**What you have to do**
Transcribe the data. Leave out nothing.

**Available records**

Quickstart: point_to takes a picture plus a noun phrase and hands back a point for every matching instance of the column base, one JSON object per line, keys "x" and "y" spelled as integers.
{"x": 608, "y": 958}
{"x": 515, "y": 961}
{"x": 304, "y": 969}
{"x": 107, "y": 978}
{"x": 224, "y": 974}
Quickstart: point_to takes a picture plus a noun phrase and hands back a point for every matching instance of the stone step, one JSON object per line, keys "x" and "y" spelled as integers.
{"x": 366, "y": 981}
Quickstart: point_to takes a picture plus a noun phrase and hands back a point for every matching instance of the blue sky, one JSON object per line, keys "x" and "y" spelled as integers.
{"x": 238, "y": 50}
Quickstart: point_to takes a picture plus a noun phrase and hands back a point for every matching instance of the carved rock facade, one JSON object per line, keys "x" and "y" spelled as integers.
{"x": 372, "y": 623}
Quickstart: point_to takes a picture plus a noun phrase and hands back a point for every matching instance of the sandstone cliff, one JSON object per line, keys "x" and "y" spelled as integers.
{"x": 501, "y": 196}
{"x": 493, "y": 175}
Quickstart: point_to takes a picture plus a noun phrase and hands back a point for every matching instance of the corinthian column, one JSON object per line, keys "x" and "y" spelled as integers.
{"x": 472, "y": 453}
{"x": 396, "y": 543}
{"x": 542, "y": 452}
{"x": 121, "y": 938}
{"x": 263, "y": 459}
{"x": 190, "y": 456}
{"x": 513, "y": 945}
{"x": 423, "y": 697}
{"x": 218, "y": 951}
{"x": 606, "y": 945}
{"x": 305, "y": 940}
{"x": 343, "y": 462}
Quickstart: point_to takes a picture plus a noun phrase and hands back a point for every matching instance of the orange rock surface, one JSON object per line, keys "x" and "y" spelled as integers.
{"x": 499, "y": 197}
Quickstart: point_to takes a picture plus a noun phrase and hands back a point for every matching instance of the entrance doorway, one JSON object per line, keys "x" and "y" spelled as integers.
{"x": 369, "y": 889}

**Exercise output**
Quickstart: point_to takes a picture plus a noun phrase and hands back a point for every matching instance of the column base, one JSON object per line, keys "x" and "y" spelled as integers.
{"x": 608, "y": 958}
{"x": 515, "y": 961}
{"x": 304, "y": 969}
{"x": 107, "y": 978}
{"x": 224, "y": 974}
Quickstart: point_to takes a picture plus a noun phrase and hands back a point for every matching instance of the stone step, one JSON object per line, keys "x" and "y" spelled as integers.
{"x": 366, "y": 981}
Quickstart: point_to takes a picture plus a noun phrase and hands back a point for every matching instance of the blue sky, one JSON object per line, keys "x" and "y" spelled as integers.
{"x": 238, "y": 50}
Quickstart: point_to takes a picture plus a noun phrase and hands back a point for every matching instance of the carved rock facade, one JSON object per line, keys "x" and "y" spelled as integers.
{"x": 372, "y": 623}
Quickstart: point_to takes a picture plus a noun phrase and hands back a point for every matching instance of the sandstone cliff, one JSON object per line, keys "x" and "y" spelled as integers.
{"x": 501, "y": 196}
{"x": 493, "y": 175}
Quickstart: point_to takes a picture plus a noun phrase and hands back a point for every matching instance of the corinthian column, one JSON object per line, keys "x" and "y" spelled as integers.
{"x": 472, "y": 453}
{"x": 396, "y": 543}
{"x": 542, "y": 452}
{"x": 121, "y": 938}
{"x": 263, "y": 459}
{"x": 190, "y": 456}
{"x": 513, "y": 945}
{"x": 423, "y": 697}
{"x": 218, "y": 951}
{"x": 606, "y": 945}
{"x": 305, "y": 940}
{"x": 343, "y": 462}
Quickstart: point_to takes a picture plus a noun phrase and hands back a point for every matching instance of the orange rock surface, one JSON object per line, keys "x" and "y" spelled as integers.
{"x": 499, "y": 197}
Quickstart: point_to takes a picture plus a noun phrase and hands back a point for every matching instance of the entrance doorway, one JSON object per line, keys "x" and "y" spelled as integers.
{"x": 369, "y": 889}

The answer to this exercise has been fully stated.